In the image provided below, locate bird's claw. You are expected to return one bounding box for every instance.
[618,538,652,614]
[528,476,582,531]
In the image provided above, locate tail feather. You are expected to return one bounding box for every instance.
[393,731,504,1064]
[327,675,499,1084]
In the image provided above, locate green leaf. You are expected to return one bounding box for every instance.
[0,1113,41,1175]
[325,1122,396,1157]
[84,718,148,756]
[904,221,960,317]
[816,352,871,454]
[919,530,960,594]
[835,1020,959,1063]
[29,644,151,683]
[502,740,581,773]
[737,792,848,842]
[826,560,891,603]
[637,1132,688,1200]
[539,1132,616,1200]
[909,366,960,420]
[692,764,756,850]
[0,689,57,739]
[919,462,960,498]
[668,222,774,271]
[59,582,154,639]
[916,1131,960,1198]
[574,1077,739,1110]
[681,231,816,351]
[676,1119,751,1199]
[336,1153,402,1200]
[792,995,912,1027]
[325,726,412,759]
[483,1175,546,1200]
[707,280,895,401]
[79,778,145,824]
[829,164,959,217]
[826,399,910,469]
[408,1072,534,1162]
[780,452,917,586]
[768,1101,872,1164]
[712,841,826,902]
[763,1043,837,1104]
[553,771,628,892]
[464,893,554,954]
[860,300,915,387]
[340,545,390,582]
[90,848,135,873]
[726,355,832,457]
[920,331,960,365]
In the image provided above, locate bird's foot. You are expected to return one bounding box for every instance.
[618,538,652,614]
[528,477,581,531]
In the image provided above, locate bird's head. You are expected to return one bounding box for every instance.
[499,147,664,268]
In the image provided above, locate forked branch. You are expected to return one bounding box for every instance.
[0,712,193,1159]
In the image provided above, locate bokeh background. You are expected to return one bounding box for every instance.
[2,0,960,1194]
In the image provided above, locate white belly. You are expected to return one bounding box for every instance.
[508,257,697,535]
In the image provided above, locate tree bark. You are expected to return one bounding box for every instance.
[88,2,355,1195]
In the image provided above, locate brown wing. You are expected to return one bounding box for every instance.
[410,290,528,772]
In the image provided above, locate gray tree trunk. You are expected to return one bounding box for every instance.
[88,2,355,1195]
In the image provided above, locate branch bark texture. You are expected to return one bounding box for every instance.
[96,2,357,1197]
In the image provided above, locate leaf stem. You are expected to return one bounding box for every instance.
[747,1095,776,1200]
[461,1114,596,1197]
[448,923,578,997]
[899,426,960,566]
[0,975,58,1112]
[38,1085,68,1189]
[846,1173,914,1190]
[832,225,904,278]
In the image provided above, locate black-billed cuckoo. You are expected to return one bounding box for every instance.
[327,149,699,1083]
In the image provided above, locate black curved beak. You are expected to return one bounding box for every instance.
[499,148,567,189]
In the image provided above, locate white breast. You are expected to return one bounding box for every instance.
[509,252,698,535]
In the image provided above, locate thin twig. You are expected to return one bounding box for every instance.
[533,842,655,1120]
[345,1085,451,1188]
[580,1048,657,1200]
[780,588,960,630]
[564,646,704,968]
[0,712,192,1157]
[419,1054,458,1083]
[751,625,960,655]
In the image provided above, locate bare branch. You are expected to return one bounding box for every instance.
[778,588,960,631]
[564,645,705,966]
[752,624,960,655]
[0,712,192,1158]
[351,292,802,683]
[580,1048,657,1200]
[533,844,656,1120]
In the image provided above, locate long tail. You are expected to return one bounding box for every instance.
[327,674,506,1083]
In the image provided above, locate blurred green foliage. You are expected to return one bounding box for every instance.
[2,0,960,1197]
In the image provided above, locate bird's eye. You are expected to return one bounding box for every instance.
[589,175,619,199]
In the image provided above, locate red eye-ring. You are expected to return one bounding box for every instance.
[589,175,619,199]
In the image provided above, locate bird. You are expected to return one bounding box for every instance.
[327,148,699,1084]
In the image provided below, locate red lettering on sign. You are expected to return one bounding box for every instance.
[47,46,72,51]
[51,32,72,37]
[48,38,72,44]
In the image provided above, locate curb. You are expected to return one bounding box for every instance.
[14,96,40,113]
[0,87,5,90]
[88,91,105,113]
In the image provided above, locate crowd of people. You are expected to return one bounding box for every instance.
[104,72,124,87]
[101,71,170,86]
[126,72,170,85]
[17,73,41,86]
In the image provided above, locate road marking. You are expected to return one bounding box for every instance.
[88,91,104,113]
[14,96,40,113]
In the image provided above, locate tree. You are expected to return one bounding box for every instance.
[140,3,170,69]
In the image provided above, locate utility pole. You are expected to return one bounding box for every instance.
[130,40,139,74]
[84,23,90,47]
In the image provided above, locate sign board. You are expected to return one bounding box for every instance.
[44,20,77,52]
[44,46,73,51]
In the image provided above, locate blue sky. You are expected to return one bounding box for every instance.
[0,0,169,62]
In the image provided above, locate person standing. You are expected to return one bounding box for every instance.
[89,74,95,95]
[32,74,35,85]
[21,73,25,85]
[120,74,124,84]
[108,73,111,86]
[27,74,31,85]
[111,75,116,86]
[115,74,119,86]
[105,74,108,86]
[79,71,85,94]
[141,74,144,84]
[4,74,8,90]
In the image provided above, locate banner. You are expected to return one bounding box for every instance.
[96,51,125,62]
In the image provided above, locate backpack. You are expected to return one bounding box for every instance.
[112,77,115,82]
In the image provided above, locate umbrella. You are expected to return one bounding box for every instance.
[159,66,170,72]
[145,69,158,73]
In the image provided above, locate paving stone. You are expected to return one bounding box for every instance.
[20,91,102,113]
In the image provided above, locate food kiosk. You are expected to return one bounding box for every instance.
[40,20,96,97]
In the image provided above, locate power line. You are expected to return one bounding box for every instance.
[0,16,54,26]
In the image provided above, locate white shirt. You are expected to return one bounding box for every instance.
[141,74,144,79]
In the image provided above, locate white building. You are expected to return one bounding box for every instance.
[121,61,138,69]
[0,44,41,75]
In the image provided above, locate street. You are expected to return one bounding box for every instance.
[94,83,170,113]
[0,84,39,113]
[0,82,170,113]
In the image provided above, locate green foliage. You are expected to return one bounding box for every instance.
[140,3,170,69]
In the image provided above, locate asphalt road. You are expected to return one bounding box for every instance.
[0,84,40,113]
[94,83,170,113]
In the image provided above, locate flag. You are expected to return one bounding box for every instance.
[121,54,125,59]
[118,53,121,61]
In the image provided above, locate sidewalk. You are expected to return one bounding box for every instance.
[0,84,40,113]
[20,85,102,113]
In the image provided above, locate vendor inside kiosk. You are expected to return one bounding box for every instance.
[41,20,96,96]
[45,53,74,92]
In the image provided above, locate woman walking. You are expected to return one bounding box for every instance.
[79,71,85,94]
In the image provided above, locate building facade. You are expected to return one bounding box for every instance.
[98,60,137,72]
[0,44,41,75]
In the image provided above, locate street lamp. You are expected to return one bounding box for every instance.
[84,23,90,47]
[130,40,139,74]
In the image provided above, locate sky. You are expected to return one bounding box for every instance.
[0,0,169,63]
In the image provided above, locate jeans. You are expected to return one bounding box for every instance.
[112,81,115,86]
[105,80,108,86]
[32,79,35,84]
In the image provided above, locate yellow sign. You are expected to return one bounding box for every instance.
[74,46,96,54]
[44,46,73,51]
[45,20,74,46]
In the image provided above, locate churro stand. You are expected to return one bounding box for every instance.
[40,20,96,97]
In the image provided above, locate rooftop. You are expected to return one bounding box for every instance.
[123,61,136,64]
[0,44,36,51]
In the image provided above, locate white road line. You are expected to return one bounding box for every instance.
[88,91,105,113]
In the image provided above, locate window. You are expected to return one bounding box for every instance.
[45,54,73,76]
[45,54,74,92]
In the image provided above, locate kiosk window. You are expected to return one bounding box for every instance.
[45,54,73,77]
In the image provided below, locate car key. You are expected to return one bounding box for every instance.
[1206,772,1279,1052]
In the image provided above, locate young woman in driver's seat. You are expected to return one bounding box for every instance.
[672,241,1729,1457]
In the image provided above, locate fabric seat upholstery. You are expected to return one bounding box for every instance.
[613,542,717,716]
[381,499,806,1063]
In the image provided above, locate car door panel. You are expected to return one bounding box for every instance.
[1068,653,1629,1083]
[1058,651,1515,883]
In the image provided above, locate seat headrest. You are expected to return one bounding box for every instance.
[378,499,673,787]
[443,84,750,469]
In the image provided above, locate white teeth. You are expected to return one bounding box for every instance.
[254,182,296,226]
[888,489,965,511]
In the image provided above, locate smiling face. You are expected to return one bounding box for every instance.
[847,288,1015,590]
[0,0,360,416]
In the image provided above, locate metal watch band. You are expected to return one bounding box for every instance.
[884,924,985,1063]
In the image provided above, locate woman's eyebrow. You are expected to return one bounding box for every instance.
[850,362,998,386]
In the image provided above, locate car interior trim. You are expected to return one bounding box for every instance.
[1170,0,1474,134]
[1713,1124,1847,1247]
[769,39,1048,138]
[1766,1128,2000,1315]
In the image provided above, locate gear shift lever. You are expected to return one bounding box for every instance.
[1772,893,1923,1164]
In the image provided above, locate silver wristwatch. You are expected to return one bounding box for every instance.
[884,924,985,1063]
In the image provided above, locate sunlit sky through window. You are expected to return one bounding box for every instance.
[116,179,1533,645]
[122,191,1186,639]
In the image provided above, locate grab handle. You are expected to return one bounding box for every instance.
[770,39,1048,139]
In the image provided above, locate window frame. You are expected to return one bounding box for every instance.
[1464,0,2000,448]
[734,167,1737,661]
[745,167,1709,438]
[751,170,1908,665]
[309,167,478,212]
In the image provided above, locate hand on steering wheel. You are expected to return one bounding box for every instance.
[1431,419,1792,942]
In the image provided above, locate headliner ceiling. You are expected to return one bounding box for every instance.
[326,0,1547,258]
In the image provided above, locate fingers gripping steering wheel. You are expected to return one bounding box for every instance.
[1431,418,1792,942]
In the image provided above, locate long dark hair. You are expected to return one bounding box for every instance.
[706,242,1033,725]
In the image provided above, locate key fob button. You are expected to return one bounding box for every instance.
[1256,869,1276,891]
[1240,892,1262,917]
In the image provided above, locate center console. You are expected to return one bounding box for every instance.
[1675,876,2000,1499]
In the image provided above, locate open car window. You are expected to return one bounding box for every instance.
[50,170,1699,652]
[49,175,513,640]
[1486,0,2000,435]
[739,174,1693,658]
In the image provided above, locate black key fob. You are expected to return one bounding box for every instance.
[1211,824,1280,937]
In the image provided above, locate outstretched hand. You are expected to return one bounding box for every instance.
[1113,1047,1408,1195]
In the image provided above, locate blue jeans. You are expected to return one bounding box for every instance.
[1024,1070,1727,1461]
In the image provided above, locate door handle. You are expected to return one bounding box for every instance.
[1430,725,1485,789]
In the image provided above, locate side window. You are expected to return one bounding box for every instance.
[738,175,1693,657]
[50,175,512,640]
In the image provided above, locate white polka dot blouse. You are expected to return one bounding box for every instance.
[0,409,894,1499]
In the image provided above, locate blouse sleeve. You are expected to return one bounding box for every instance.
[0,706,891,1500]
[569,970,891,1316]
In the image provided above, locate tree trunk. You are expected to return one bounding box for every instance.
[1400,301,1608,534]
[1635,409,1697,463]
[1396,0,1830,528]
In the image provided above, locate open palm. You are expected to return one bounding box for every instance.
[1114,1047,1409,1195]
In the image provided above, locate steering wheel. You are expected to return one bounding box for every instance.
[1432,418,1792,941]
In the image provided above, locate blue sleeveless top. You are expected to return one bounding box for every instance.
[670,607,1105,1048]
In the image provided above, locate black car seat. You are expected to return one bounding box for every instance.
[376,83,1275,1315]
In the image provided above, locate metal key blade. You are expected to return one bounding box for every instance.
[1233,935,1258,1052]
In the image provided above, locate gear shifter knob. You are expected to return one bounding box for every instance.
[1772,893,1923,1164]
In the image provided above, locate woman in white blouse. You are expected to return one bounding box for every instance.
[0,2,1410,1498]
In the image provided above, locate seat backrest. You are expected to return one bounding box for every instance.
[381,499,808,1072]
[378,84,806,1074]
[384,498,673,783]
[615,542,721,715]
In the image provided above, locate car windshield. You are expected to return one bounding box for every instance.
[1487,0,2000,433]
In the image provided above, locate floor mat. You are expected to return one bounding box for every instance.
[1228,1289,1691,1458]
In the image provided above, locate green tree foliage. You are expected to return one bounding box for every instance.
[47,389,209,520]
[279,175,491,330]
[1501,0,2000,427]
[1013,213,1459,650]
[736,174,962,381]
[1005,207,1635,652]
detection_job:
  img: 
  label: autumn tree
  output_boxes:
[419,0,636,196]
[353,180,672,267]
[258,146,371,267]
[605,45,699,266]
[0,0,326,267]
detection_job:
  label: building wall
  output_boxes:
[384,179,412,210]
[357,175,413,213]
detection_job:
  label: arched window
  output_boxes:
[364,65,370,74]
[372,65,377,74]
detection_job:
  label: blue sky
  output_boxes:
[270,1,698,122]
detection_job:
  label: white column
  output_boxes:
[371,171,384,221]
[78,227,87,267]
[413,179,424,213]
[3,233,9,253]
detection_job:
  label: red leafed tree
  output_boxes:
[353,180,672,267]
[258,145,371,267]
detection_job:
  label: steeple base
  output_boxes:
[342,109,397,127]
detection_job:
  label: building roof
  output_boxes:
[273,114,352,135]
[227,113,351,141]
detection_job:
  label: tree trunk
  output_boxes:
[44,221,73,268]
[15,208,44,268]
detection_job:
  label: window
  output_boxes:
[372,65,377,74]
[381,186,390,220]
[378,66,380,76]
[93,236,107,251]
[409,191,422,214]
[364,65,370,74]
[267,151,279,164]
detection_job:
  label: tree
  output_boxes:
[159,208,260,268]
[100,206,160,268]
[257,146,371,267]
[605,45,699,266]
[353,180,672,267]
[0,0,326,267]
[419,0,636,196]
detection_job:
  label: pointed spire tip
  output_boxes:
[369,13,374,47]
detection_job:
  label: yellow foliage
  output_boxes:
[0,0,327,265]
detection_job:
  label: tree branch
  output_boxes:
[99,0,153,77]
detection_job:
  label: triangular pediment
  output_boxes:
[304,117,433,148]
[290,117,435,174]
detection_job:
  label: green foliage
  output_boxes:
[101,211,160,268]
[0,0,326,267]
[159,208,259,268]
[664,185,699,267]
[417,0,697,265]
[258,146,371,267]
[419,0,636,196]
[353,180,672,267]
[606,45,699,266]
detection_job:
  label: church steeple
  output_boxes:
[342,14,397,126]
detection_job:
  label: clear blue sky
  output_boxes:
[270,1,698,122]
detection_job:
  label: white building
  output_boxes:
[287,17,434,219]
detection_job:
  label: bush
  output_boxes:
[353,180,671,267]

| Task requirements |
From the entries above, collect every line with the string "steeple" in it.

| Result of this exercise |
  label: steeple base
  label: church steeple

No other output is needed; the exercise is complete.